* **Page**:

******

# Christians gone Wild!



## coconutz

My ex husband and I started dating at 15, had a child at 18, married at 21 and divorced at 31. We were always the best of friends, the picture perfect couple n church and out-until he had a year long affair,then the downward spiral began. I threatened to leave, he became abusive, I started cheating as well..you name it. We finally split in 07. He eventually gave into the rage of me leaving him by assulting a guy I was seeing. He is now in jail and I am living in another state. I'm now remarried with a toddler. Until the affair happened my ex was a VERY good husband, father, and provider. We attented church reg. and had weekly bible study at home etc. The guy Im married to now is a drug addict who basically has a good heart but way to many issues. I found out about his addiction while I was 6 months preg. aprx. a year before we married. So I knew going in but 1. I was scared of being alone and 2.I thought this was what I deserved after leaving my ex. Now that Im over the hurt of the affair I want my ex hubby back. Life is miserable without him. We had 11 wonderful years before the trouble. We've been together practically our whole lives.#confused


----------



## 45188

You're still pining for a man who cheated on you and whom you cheated on. Not to mention was ABUSIVE!!!! Abuse only gets worse throughout the relationship - verbal AND physical. You cheated as a way to get back at him.

******

[Object detection data]
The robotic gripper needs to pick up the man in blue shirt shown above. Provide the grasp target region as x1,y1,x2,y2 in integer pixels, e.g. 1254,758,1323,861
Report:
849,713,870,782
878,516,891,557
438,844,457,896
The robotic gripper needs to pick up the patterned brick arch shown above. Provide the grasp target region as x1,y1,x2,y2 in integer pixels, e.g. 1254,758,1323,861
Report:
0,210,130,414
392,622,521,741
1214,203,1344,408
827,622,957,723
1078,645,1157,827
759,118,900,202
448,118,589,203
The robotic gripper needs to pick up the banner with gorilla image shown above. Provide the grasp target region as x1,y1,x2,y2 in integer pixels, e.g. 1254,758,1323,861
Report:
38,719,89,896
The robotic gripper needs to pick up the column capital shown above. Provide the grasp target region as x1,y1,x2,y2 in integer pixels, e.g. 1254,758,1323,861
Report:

******

* **Work to do**:
1) In the forum thread, list each age the first poster gives in the opening sentence, with the life event tied to it.
2) Express the object detection entries as a JSON list of strings, one string per line, leaving out blank lines.

* **Replies**:
1)
- 15: started dating
- 18: had a child
- 21: married
- 31: divorced

2)
[
  "The robotic gripper needs to pick up the man in blue shirt shown above. Provide the grasp target region as x1,y1,x2,y2 in integer pixels, e.g. 1254,758,1323,861",
  "Report:",
  "849,713,870,782",
  "878,516,891,557",
  "438,844,457,896",
  "The robotic gripper needs to pick up the patterned brick arch shown above. Provide the grasp target region as x1,y1,x2,y2 in integer pixels, e.g. 1254,758,1323,861",
  "Report:",
  "0,210,130,414",
  "392,622,521,741",
  "1214,203,1344,408",
  "827,622,957,723",
  "1078,645,1157,827",
  "759,118,900,202",
  "448,118,589,203",
  "The robotic gripper needs to pick up the banner with gorilla image shown above. Provide the grasp target region as x1,y1,x2,y2 in integer pixels, e.g. 1254,758,1323,861",
  "Report:",
  "38,719,89,896",
  "The robotic gripper needs to pick up the column capital shown above. Provide the grasp target region as x1,y1,x2,y2 in integer pixels, e.g. 1254,758,1323,861",
  "Report:"
]